= What is needed =
Reproduce nothing but the closing run of lines: the line with "[326, 678], one" and each line that follows it to the end of the data.
----------------------------------------
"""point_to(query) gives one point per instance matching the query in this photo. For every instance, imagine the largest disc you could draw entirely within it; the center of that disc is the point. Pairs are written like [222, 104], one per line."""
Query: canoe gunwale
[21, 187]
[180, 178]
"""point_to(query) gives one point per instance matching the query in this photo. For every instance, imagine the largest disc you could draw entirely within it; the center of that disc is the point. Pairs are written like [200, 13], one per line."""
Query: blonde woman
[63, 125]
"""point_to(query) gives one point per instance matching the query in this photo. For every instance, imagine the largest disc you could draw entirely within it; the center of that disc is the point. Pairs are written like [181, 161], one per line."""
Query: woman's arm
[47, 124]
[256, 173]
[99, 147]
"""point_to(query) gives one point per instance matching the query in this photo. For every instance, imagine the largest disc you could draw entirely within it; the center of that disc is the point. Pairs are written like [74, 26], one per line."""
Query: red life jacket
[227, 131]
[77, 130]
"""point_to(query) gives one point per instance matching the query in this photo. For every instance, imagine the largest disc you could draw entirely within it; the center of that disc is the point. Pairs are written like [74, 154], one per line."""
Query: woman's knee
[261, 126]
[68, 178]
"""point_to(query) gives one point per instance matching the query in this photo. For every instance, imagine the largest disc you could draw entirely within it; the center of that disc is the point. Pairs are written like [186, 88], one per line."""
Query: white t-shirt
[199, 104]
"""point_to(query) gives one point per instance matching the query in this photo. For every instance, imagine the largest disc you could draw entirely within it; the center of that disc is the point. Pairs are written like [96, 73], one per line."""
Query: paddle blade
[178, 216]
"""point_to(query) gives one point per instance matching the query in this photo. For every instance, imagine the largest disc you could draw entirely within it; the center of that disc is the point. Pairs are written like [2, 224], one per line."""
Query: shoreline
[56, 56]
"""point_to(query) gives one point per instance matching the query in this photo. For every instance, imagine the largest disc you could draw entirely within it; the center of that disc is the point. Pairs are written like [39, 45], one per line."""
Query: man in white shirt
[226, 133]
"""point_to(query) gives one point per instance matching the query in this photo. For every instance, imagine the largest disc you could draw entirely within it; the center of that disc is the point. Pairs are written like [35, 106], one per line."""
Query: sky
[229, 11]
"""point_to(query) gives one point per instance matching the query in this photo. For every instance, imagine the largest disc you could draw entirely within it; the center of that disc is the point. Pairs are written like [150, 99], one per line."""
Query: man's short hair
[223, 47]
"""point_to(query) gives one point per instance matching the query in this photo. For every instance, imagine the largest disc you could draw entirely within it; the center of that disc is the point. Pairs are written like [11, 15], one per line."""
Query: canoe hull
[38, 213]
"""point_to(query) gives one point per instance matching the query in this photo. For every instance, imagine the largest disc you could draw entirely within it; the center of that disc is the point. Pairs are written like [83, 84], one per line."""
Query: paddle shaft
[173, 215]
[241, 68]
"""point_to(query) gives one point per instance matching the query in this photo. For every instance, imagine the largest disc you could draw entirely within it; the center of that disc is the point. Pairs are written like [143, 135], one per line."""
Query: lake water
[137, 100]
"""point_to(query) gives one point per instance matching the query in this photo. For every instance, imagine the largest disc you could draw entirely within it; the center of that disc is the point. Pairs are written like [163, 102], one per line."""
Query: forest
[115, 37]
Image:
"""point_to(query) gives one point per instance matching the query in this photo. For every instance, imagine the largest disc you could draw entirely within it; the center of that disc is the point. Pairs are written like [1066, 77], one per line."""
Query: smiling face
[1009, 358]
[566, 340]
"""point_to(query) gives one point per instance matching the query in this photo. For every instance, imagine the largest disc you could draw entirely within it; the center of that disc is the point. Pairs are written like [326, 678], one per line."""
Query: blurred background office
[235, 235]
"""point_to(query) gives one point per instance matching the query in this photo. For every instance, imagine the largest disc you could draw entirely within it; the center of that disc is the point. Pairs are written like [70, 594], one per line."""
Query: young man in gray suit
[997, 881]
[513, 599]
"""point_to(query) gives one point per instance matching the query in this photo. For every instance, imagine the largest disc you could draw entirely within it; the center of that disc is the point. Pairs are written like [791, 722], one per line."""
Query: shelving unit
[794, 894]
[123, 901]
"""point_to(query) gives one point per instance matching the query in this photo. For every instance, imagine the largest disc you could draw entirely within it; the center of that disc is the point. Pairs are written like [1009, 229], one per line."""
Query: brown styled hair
----------------------------------------
= Exercise response =
"""point_to(query) gives one point per instance matching the query in this photo. For every instance, imagine the largest disc you could draw entirely within it; the center of that disc is the point. Pairs are written like [326, 678], one per line."""
Query: blurred background office
[235, 235]
"""point_to(query) gives one point per instance matching the query in this photo. For every instance, imagine the largest disc you could draw entirely within it; the center of that disc is the point. Pairs are written like [70, 594], one per line."""
Query: young man in gray suit
[997, 881]
[513, 599]
"""point_to(query) gives one point per instance matching the query in this photo. For every instance, imagine the largest disc you could draw entirely within it; the center of that disc is the point. Pairs are written like [791, 722], one per line."""
Query: shelving unit
[794, 894]
[123, 901]
"""point_to(query) gives one point per instance matching the query in this photo. For every instance, imagine the largest disc you could draw entirely within it; the center of that disc is the point. Pairs are written like [1009, 229], one per line."""
Query: brown styled hair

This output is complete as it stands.